ABOUT THIS EXERCISE
Carry over every entry exactly as it appears in the records.

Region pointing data
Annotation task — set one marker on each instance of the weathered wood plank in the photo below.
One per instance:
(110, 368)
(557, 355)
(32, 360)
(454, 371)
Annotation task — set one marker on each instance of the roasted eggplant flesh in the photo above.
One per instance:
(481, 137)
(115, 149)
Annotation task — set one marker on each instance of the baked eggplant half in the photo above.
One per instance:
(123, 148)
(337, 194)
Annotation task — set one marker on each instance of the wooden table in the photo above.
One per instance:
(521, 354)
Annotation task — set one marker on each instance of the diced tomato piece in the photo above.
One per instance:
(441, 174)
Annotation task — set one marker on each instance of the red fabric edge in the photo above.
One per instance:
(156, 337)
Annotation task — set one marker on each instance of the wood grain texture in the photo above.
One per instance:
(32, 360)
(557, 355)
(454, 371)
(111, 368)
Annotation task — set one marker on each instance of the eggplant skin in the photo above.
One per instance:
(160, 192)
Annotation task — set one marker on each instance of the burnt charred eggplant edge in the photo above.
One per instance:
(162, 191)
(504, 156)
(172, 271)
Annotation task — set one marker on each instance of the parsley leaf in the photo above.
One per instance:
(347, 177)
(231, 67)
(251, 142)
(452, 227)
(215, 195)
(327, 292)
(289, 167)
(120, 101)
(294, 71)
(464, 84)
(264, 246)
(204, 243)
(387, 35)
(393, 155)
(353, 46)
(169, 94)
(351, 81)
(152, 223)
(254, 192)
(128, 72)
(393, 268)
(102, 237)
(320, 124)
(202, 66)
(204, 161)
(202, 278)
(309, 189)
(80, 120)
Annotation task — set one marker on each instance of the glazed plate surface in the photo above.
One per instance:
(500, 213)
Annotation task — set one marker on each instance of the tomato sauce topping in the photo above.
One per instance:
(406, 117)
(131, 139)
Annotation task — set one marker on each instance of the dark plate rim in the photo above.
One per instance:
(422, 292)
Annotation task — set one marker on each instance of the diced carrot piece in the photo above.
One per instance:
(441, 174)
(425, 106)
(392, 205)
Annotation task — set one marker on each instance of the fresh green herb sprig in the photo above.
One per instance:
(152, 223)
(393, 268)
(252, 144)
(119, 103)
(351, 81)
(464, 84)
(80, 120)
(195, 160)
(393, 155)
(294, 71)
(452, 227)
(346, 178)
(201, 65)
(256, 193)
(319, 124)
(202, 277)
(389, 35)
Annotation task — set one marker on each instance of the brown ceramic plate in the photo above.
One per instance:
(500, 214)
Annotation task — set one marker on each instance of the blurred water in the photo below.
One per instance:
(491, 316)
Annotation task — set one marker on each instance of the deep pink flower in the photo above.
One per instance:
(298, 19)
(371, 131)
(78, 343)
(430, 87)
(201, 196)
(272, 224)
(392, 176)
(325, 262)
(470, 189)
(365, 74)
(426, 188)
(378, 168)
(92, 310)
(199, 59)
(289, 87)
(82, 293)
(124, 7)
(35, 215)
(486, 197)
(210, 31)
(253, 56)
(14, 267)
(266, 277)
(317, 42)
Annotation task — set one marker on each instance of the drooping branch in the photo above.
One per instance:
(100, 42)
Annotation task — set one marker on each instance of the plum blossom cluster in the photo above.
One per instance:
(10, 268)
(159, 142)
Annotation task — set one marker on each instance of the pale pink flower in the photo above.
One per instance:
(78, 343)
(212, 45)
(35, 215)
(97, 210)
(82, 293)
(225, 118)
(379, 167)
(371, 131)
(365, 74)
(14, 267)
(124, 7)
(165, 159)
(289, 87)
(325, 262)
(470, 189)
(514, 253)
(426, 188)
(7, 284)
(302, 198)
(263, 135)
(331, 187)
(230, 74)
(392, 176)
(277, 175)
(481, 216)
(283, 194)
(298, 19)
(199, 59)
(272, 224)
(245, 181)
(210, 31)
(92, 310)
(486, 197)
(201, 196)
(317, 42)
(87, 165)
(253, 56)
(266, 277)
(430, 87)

RESULT
Annotation task — set one marker on each instance of the weathered wood plank in the photo below.
One per instance:
(110, 368)
(557, 355)
(32, 360)
(454, 371)
Annotation task — set one marker on each instance of the roasted eggplant flesh in the photo above.
One per instance:
(481, 137)
(115, 149)
Annotation task — set one marker on each instance of the baked eggplant half in the photo above.
One per instance:
(123, 148)
(337, 194)
Annotation task — set one marker on each instance of the wooden table in the photo above.
One per instance:
(521, 354)
Annotation task — set one marker on each instance of the diced tomato piece in the photo above.
One per instance:
(441, 174)
Annotation task — set one marker on each instance of the red fabric edge in the photo above.
One per instance:
(156, 337)
Annotation task — set one marker on each instance of the wood grain texture in the photo above.
One per instance:
(32, 360)
(557, 355)
(454, 371)
(111, 368)
Annotation task — set one marker on each instance of the eggplant skin in the photo above.
One per instance:
(160, 192)
Annotation task — set one marker on each instance of the burnt charred eggplant edge in the photo above.
One per instance:
(162, 191)
(504, 156)
(172, 271)
Annotation task — set one marker on each instance of the parsley leaf in the photo above.
One per instance:
(347, 177)
(231, 67)
(251, 142)
(452, 227)
(215, 195)
(327, 292)
(289, 167)
(120, 101)
(294, 71)
(464, 84)
(264, 246)
(204, 243)
(387, 35)
(393, 155)
(353, 46)
(169, 94)
(351, 81)
(152, 223)
(254, 192)
(128, 72)
(393, 268)
(102, 237)
(320, 124)
(202, 66)
(204, 161)
(202, 278)
(309, 189)
(80, 120)
Annotation task — set one marker on each instance of the glazed plate surface in the photo above.
One per instance:
(500, 213)
Annotation task — set one marker on each instance of the tomato sauce topping in the photo above.
One per instance:
(406, 117)
(131, 139)
Annotation task — set one marker on each instance of the dark plate rim in the photo above.
One per instance:
(422, 292)
Annotation task — set one marker on each instance of the diced carrot piece in the photo above.
One per instance:
(441, 174)
(425, 106)
(392, 205)
Annotation task — set one marker on each instance of the fresh green herb sprig in the photo above.
One per instance:
(152, 223)
(393, 268)
(252, 144)
(119, 103)
(351, 81)
(464, 84)
(80, 120)
(195, 160)
(393, 155)
(294, 71)
(452, 227)
(346, 178)
(201, 65)
(256, 193)
(319, 124)
(202, 277)
(389, 35)
Annotation task — set one marker on each instance of the brown ceramic plate in the photo above.
One per instance:
(500, 214)
Annotation task — set one marker on each instance of the blurred water in the photo below.
One per instance:
(491, 316)
Annotation task — set one marker on each instance of the deep pink flower in the photo above.
One per instance:
(298, 19)
(371, 131)
(78, 343)
(430, 87)
(201, 196)
(272, 224)
(392, 176)
(325, 262)
(470, 189)
(365, 74)
(426, 188)
(378, 168)
(92, 310)
(199, 59)
(289, 87)
(82, 293)
(124, 7)
(35, 215)
(486, 197)
(210, 31)
(253, 56)
(14, 267)
(266, 277)
(317, 42)
Annotation task — set one marker on each instance of the drooping branch in the photo above.
One per instance:
(100, 42)
Annotation task — set one marker on each instance of the plum blossom cluster in the photo above.
One per instance:
(10, 268)
(159, 142)
Annotation task — set one marker on each instance of the pale pink flower in the photo above.
One per instance:
(78, 343)
(212, 45)
(35, 215)
(97, 210)
(82, 293)
(225, 118)
(379, 167)
(371, 131)
(365, 74)
(14, 267)
(124, 7)
(165, 159)
(289, 87)
(325, 262)
(470, 189)
(514, 253)
(426, 188)
(7, 284)
(302, 198)
(263, 135)
(331, 187)
(230, 74)
(392, 176)
(277, 175)
(481, 216)
(283, 194)
(298, 19)
(199, 59)
(272, 224)
(245, 181)
(210, 31)
(92, 310)
(486, 197)
(201, 196)
(317, 42)
(87, 165)
(253, 56)
(266, 277)
(430, 87)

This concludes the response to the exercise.